● Text for analysis
--- START ---
Many of Turley's designs incorporate and remix pop cultural memes and internet culture. He described his process of recontextualizing and reusing media as "appropriation culture." In an interview with Oliviero Toscani, Turley said "we’re living in this sort of mood board dress-up culture where bunches of coded references are yoked together—the 'creativity' coming from the uniqueness of those references, or the inventiveness with which they’re combined."

Turley has cited designers like Tibor Kalman, East Village Other, and Oz. His work has also been influenced by alternative and underground publications and zines of the 1960s and 1970s.

== Awards ==
Turley has been awarded thirty five D&AD awards, and 4 Yellow Pencil awards from D&AD. He has won eight awards for Creative Design from the Type Directors Club. He has also earned several awards from the Art Directors Club of New York.

Businessweek won several awards for design under Turley. He received a Creative Review "Studio of the Year" award in 2012 for his work in the magazine's art department. That year, the publication won the Gold Award for "Magazine of the Year" from the Society of Publication Designers. It was also named Magpile's "Magazine of the Year" in 2013.
--- END ---
● Exercise tasks
(a) In the passage on Turley's design work and awards, how many Creative Design awards did he win from the Type Directors Club?
(b) Carry on the passage about Turley's design work and awards, starting after its final sentence.

● Source material
--- START ---
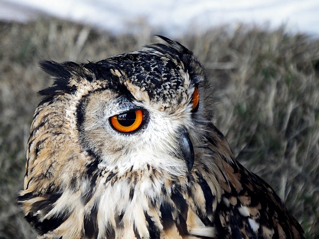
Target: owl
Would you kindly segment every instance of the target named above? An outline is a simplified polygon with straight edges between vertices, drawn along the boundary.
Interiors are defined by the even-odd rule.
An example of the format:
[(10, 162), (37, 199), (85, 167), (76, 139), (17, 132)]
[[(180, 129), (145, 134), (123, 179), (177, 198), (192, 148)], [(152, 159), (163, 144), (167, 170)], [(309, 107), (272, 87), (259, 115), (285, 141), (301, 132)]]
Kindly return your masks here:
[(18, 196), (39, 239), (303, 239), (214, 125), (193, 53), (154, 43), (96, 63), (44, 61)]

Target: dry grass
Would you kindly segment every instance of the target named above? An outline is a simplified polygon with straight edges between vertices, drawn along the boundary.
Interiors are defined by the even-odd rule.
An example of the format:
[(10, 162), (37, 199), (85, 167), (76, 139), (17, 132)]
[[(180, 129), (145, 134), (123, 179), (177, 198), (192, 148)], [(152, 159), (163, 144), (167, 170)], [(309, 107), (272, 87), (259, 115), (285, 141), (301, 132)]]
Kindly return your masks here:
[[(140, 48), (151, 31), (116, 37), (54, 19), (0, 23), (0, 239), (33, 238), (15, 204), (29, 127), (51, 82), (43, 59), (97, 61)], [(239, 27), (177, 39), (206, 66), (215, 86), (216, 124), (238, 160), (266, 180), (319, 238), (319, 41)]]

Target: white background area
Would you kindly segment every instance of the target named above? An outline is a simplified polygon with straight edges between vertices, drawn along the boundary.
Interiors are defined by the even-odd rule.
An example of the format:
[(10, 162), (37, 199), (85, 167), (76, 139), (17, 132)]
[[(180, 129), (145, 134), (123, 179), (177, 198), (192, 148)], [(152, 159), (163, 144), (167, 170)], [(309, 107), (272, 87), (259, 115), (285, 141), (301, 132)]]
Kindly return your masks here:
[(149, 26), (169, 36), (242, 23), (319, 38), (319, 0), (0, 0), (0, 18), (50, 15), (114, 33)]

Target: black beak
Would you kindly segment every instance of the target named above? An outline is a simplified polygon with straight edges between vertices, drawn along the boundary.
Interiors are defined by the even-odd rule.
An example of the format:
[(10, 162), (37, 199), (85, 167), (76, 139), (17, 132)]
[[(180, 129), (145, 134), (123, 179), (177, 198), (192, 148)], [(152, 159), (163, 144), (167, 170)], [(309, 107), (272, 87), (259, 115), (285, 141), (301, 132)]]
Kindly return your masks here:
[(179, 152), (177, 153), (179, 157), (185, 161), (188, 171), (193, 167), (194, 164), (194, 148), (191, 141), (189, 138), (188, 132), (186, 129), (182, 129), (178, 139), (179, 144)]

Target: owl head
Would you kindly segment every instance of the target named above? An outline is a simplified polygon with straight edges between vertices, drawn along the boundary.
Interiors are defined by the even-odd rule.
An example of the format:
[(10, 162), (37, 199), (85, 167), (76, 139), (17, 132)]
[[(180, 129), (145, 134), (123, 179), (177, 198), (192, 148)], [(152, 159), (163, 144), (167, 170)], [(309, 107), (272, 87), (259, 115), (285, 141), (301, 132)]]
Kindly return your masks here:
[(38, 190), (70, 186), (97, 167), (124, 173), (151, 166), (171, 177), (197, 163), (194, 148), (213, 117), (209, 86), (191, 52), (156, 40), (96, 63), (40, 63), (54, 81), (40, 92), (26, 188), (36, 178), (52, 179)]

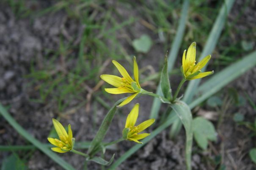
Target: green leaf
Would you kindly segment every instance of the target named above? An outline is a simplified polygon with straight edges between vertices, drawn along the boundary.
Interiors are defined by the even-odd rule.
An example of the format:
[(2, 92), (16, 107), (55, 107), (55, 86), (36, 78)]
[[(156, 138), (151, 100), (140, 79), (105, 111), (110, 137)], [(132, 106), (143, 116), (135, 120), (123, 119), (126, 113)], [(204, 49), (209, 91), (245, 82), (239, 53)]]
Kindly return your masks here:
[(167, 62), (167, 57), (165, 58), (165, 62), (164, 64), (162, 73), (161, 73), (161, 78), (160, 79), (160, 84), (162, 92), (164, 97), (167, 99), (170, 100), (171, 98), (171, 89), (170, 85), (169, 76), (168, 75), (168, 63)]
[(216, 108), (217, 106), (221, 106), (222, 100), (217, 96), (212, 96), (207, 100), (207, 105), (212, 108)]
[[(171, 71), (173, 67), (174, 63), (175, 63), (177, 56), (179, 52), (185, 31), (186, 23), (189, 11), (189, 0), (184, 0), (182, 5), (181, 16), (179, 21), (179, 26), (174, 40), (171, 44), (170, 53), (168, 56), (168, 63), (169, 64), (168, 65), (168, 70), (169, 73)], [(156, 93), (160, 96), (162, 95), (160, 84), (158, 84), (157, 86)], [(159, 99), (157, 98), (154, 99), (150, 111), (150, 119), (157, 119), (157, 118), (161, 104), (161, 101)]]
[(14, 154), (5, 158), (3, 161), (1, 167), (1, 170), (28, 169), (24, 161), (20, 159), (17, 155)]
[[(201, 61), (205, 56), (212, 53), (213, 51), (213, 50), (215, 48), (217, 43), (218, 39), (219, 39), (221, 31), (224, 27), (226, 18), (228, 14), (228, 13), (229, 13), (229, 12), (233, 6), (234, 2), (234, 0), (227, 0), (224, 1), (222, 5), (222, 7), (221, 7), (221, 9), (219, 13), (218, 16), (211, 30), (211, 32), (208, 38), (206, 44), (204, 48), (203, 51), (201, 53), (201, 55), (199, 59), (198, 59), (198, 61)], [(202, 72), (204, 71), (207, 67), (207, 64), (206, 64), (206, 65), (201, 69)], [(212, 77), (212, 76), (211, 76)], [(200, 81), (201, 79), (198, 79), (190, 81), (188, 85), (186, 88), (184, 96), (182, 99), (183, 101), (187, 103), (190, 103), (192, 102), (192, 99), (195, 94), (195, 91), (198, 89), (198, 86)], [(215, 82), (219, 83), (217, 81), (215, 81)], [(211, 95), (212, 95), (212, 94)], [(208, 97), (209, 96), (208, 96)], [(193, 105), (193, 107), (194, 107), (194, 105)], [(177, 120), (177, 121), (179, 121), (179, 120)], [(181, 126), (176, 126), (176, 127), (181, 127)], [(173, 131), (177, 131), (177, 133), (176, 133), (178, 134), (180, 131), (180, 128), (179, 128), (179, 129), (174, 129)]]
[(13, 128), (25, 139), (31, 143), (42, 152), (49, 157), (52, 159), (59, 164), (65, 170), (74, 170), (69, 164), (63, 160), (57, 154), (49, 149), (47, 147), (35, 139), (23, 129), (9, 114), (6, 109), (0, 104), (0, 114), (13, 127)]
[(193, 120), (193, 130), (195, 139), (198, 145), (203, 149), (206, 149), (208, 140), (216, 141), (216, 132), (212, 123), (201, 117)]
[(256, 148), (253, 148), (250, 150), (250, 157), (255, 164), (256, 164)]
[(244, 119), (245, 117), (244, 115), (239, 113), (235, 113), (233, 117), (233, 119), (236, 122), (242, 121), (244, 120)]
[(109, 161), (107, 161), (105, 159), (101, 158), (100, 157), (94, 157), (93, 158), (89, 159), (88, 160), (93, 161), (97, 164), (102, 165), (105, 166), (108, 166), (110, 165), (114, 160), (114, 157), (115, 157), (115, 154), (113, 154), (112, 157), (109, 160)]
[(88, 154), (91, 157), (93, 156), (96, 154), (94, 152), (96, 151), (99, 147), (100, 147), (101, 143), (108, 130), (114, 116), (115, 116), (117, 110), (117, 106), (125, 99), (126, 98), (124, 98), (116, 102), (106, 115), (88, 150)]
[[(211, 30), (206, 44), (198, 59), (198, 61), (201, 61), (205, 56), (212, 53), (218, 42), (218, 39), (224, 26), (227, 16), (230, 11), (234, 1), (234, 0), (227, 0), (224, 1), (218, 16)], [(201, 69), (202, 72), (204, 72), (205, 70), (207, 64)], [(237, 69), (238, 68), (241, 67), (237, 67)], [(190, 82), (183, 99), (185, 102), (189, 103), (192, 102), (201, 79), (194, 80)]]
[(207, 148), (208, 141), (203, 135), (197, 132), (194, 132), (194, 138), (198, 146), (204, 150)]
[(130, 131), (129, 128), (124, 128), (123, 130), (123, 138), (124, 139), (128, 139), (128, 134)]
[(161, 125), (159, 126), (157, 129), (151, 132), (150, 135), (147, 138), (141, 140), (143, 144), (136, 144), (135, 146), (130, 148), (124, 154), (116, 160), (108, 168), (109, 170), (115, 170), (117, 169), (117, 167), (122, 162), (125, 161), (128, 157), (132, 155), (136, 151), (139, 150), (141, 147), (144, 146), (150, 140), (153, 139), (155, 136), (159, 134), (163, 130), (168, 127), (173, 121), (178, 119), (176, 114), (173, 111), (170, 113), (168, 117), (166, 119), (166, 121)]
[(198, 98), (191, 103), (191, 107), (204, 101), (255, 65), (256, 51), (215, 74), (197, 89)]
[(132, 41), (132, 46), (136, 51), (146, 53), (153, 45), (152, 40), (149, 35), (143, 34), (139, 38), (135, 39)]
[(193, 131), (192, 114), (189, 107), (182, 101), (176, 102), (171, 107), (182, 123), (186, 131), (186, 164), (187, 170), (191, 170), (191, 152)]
--- END ---
● Answers below
(a) Eight.

(b)
== Exhibitions ==
Turley's work has been shown in exhibitions including the 2012 "Designs of the Year" show at the Design Museum in London and "Graphic Design Now" at the Walker Art Center, Minneapolis. In 2019 Turley's work was featured alongside Jimmy Turrell's work at the "Unforsaken" exhibition at The Book Club in Shoreditch.

== Speaking engagements ==
Turley has given talks at AIGA Pittsburgh, the Walker Art Center's "Insight Design Lecture", RGD Ontario's "DesignThinkers" conference, Offset Festival, ModMag New York edition, and QVED's conference in Munich. He was featured on Gestalten.tv and It's Nice That's "Nicer Tuesdays" talks.